= Texte d'étude =
L’annonce est tombée comme un couperet, aussi inattendue que brutale. Vendredi 29 janvier, le Premier ministre Jean Castex a annoncé la fermeture, dès le samedi à minuit, des commerces non alimentaires de plus de 20 000 mètres carrés, dans le cadre de la lutte contre l’épidémie de Covid-19. Soit plus de la moitié des 858 centres commerciaux que compte le territoire français, contraints à restreindre leurs activés aux commerces dits essentiels. Un coup de grâce porté à une filière fragilisée par 10 mois de crise et de “stop-and-go” à répétition. Pour le Conseil National des Centres Commerciaux (CNCC), le constat est clair : les bailleurs et les quelque 25 000 commerces concernés supportent à eux seuls l’essentiel de l’effort demandé à l’économie. Cette décision “revient à stigmatiser sans raison les galeries commerciales par rapport à d’autres acteurs comparables, comme les retail parks et elle est d’autant plus dommageable qu’elle ne s’accompagne d’aucune mesure de compensation pour les bailleurs exclus du Fonds de Solidarité prévu par les Autorités” souligne Frédéric Merlin, président de la Société des Grands Magasins (SGM).

= Données extraites =
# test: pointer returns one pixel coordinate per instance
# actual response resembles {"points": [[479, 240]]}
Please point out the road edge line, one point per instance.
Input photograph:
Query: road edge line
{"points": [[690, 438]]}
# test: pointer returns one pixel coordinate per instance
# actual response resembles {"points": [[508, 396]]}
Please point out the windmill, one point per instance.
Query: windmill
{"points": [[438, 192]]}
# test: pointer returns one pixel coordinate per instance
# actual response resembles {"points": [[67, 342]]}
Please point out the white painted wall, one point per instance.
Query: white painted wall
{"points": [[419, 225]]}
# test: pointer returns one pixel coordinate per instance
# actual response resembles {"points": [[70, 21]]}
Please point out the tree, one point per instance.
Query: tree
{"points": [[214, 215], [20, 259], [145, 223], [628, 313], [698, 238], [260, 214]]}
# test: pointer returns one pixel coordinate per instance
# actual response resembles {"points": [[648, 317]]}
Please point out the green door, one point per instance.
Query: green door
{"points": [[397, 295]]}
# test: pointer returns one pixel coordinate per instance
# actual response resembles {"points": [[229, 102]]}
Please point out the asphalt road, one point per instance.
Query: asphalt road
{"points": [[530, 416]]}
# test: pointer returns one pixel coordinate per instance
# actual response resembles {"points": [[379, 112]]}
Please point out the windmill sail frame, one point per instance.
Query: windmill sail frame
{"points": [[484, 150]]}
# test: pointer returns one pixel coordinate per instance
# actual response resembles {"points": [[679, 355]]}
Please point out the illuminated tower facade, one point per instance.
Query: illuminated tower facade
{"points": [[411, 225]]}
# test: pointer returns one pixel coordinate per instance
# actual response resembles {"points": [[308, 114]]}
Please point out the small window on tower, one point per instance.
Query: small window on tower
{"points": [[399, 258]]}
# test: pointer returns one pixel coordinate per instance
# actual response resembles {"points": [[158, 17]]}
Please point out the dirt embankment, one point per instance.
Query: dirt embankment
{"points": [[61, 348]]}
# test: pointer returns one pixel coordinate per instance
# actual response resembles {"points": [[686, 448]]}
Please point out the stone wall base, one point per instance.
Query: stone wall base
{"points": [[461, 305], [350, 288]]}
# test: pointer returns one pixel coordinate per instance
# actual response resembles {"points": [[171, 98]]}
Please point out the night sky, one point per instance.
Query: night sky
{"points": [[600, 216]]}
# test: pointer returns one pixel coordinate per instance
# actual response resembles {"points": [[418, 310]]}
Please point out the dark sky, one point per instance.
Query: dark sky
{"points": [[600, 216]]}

= Travail demandé =
Poursuivez le texte sur la fermeture des grands centres commerciaux en reprenant juste après sa dernière phrase.

= Réponse =
L’incompréhension des professionnels est d’autant plus grande qu’aucun “cluster” n’a été identifié dans les centres commerciaux depuis le début de la crise. Le CNCC rappelle que les mesures imposées par le gouvernement (jauge, gels hydro-alcooliques, mesures de protection) y ont toujours été strictement mises en œuvre et respectées. Sacrifiés sur l’autel de la pandémie, les centres commerciaux en appellent au “quoi qu’il en coûte” prôné depuis mars 2020 par le Président de la République. Ils réclament la mise en place, sans délai, d’un plan d’aide ambitieux, à la hauteur des enjeux, qui prendrait en charge l’intégralité des loyers et charges dus durant ce troisième confinement des centres commerciaux. Rappelons que les contributions sociales et fiscales du secteur se chiffrent, respectivement, à plus de 3 millions d’emplois et 50 milliards d’euros par an. Dans une France en récession, accusant une chute de 8,3 % de son PIB sur les douze derniers mois, difficile de se passer de ces revenus !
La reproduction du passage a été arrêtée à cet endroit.